*TASK OBJECTIVE*
Copy the changelog from "- an error encountered during the sam" to "for circularized chromosomes.", word for word.

::: QUOTED PASSAGE

CHANGELOG - 19 July 2014
==========================

- an error encountered during the bam to fastq extraction has been fixed. Empty unpaired fastq files are now removed.  

CHANGELOG - 29 September 2014
==========================

- an error fixed in the -t parameter of assembleMTgenome.

CHANGELOG - 6 November 2014
==========================
Update to MToolBox version 0.2.1:

 - an error encountered during the sam to fastq extraction has been fixed in the MToolBox.sh file.
 - RCRS, hg19RCRS, RSRS and hg19RSRS gmap indexed databases have been regenerated using the -c option for circularized chromosomes.
 - update to Phylotree Build 16 for haplogroup prediction. 

CHANGELOG - 23 January 2015
==========================
Update to MToolBox version 0.2.2:

-an error encountered during the analysis of hard clipping mapped reads has been fixed in the mtVariantCaller.py
-the mtVariantCaller.py has been improved to better manage sites with multiple alleles.
-hidden files included in the package and generating problems with the mt-classifier.py have been eliminated.

::::::
::: DATASET EXCERPT

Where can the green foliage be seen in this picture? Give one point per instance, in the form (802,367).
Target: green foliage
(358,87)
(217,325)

::::::

*TASK RESPONSE*
- an error encountered during the sam to fastq extraction has been fixed in the MToolBox.sh file.
 - RCRS, hg19RCRS, RSRS and hg19RSRS gmap indexed databases have been regenerated using the -c option for circularized chromosomes.